Passage shown
The emphasis on oral storytelling in Interview with the Vampire, specifically that of Louis, uplifts his othered voice, and represents a break from the Eurocentric emphasis on the written word that Stam and Shohat refer to. To solve problems of media representations which serve to individualize, moralize, and essentialize  “good” or “bad” characters, rather than discourses of power in the media, the theorists propose emphasis on the auditory rather than visual representation “as a way of restoring voice to the voiceless.”[10] The entire narrative of the show relies on the auditory overlay of Louis’ narration in his interview with the journalist Daniel Molloy. Although his reliability as a narrator is called into question many times by Molloy, his apparent untrustworthiness does not serve to discredit his voice as an underrepresented “Other” as it may seem, but rather complicates him as a character. Stam and Shohat make the point that marginalized characters are very easily portrayed as “good” or “bad,” which leads to essentializing and moralizing of those characters, especially when characters of color are seen to represent their entire communities rather than their individual selves.[11] They also note that often, even sympathetic portrayals of marginalized people maintain the presence of a “European or Euro-American character as a mediating "bridge" to other cultures,” aptly named as “bridge character.”[12] In other words, “Media liberalism, in sum, does not allow subaltern communities to play prominent self-determining roles, a refusal homologous to liberal distaste for non-mediated self-assertion in the political realm.”[13] Molloy, who comes from Anne Rice’s novel, represents this bridge character, but is not given as much narrative power as Louis has in the show. Interview with the Vampire effectively discounts the novel’s role of a bridge character, empowers Louis in the narrative, and allows him to play his own self-determining role. In addition, the Eurocentric valuing of the written word over oral storytelling is obliterated through the medium of television, which uplifts Louis’s narrative through auditory means, in comparison to the novel, which, as a book, inherently leans into the written word.

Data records
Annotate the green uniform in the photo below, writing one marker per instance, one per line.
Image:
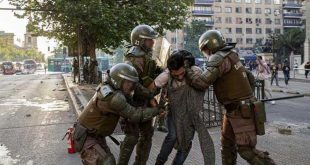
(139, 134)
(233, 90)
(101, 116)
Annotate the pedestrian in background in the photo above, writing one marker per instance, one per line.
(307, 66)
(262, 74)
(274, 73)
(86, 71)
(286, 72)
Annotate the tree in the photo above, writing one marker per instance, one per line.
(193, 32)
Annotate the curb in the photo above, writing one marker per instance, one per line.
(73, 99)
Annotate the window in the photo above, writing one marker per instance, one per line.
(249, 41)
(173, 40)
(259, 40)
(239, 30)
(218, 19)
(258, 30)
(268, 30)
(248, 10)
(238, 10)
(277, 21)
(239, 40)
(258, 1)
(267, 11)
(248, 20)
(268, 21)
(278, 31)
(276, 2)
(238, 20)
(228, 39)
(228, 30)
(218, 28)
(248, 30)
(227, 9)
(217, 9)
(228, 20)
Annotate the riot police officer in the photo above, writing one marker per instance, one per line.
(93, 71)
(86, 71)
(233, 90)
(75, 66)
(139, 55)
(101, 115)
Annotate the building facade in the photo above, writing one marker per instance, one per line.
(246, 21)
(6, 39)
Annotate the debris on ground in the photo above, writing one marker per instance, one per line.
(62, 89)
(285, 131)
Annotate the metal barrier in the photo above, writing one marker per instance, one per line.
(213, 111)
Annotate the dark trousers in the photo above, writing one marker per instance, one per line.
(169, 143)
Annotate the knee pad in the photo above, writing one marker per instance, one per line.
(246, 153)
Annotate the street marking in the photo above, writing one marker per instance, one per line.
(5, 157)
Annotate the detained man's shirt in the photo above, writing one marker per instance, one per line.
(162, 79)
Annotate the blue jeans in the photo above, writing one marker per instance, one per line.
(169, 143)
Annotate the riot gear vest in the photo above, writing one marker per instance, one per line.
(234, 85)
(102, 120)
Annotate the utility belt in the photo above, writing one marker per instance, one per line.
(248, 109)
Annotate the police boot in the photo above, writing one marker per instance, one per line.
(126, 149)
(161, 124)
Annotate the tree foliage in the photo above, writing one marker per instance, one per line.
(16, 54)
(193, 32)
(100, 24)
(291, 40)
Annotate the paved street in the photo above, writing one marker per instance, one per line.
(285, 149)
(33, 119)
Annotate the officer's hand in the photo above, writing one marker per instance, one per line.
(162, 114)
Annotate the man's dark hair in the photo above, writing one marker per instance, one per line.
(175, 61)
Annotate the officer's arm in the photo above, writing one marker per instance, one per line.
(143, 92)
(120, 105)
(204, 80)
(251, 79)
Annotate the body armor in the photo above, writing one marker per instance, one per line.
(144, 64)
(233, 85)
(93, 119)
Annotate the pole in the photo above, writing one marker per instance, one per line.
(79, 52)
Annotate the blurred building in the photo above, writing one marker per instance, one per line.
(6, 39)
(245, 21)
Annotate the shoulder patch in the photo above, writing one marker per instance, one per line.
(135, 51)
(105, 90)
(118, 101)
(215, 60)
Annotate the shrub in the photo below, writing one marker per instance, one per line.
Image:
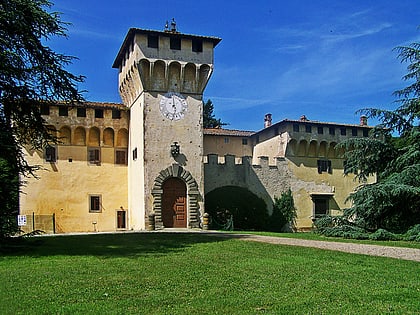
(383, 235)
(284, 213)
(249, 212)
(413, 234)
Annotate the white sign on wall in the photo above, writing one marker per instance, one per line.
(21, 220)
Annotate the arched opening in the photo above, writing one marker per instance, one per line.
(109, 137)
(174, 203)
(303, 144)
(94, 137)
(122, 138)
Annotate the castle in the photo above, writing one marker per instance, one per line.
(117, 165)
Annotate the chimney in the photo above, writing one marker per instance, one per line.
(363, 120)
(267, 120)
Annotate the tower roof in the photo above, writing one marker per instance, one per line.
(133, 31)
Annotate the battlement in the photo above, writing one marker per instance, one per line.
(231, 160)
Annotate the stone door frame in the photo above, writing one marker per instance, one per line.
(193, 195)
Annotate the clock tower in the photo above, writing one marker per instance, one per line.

Job 1
In the passage on Interview with the Vampire, which character is identified as the bridge character?
Job 2
Pick up the passage on oral storytelling in Interview with the Vampire after its final sentence and continue it.

Exercise response 1
Daniel Molloy, the journalist who comes from Anne Rice's novel.

Exercise response 2
Interview with a Vampire (2022) is an incredibly effective remake of the original novel, casting off implicit discourses of white supremacy and Eurocentrism in exchange for genuinely good representation, and more nuanced and interesting storytelling. The show is incredibly aware of its source material, and clearly makes conscious efforts to diverge from previous problematic narrative elements and use the historical othering of supernatural villains, specifically vampires, to empower marginalized and othered communities and characters. Louis, as a vampire character, and a marginalized queer Black man, is made all the better for every single part of his identity, and Interview with the Vampire truly allows him to, as Lestat foretells in the very first episode, “Be all the beautiful things you are, and be them without apology:” a complex, flawed, and compelling character.[14]
Bibliography:
Herche, Victoria. “Queering the Dreaming: Representations of the ‘Other’ in the Indigenous Australian Speculative Television Series Cleverman.” Gender Forum 81 (2021): 30-47.
O’Reilly, Jennifer. “‘We’re More than Just Pins and Dolls and Seeing the Future in Chicken Parts’: Race, Magic and Religion in American Horror Story: Coven.” European Journal of American Culture 38, no. 1 (2019): 29-41.
Powell, Keith, dir. Anne Rice’s Interview with the Vampire. Season 1, episode 3. “Is My Very Nature That of a Devil.” Aired October 16, 2022, AMC.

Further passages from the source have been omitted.